■ Directions for this task
Write out exactly, with no other output, the lines below from the one that contains "Thank you for the photo above. Could you indicate the slender" through the end.

:::::

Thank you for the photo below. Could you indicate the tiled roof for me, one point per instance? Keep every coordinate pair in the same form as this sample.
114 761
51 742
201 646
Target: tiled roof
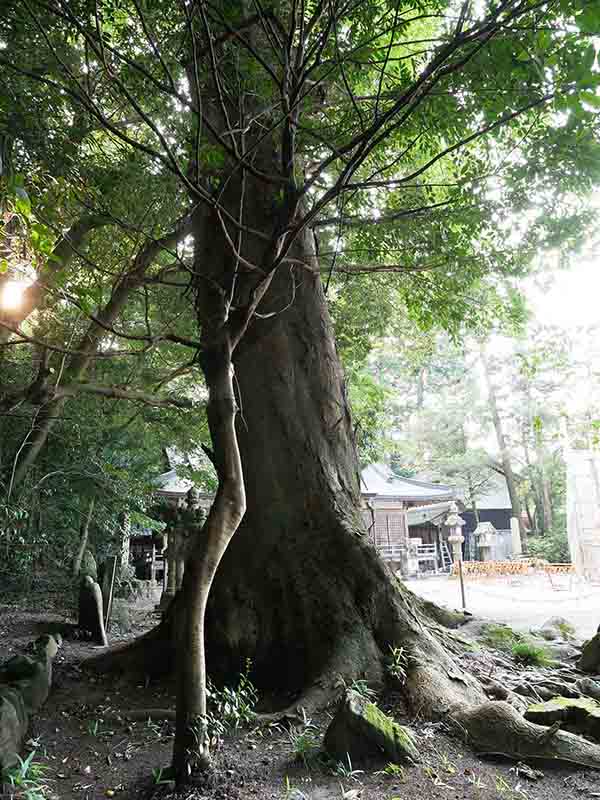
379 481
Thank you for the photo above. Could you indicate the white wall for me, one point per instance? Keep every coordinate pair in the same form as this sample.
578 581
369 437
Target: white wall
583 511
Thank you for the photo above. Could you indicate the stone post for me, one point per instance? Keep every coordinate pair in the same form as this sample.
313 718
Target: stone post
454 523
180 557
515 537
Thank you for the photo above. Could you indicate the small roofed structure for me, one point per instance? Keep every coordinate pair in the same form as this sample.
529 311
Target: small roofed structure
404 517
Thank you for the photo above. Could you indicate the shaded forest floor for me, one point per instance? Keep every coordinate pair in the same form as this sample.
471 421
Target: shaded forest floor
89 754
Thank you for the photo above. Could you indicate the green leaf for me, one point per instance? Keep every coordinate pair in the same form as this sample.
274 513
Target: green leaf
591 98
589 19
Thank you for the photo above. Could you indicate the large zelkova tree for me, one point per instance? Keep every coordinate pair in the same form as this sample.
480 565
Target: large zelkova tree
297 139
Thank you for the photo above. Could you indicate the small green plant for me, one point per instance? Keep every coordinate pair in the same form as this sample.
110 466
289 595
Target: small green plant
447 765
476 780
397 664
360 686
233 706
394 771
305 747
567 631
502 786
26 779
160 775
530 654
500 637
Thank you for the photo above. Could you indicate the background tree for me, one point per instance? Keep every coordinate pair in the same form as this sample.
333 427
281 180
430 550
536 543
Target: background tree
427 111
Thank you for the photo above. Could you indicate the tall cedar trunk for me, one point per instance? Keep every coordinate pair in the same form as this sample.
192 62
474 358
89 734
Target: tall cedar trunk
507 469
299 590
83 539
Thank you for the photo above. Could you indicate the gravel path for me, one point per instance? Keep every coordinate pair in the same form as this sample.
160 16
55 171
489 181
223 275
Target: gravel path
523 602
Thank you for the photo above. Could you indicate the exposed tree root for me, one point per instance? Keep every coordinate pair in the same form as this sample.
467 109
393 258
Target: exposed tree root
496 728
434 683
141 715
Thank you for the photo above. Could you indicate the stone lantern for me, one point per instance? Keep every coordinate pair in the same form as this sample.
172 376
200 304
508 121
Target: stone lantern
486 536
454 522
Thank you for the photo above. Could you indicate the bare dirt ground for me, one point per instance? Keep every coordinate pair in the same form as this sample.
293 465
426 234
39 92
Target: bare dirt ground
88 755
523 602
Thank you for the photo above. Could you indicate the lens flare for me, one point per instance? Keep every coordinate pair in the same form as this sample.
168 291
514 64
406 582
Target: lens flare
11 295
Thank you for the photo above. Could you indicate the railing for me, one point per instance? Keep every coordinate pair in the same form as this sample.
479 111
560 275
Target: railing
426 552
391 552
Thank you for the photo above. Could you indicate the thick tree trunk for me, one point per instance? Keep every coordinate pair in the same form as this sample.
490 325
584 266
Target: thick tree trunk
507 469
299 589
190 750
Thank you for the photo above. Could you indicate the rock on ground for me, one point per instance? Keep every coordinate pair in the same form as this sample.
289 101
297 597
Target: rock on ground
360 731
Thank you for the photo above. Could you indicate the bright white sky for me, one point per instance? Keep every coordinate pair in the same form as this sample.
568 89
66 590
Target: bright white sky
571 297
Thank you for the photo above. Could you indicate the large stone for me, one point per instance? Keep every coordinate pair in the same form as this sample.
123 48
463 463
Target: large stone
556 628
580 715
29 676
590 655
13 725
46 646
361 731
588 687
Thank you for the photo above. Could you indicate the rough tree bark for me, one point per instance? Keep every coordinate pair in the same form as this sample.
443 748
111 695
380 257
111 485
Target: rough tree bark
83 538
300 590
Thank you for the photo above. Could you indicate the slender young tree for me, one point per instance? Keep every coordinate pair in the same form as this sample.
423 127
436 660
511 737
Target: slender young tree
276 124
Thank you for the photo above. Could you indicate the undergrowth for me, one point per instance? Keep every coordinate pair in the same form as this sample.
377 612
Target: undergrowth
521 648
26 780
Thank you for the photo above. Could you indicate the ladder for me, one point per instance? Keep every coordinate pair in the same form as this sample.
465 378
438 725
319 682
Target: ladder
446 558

:::::

■ The reply
Thank you for the photo above. Could you indicate the slender young tree for me, one point per instance? Keep every coordinate pair in the same form as this sample.
423 127
436 660
511 737
Target: slender young tree
276 124
Thank you for the photo above. Could you indicate the undergrowth for me, one point per instance? Keep every coordinate pair in the same form as this sample.
377 612
Target: undergrowth
521 648
26 780
Thank you for the photo above. Could you indicate the ladder for me, one point per instance? Keep every coordinate pair in the same form as this sample.
465 378
438 725
319 682
Target: ladder
446 558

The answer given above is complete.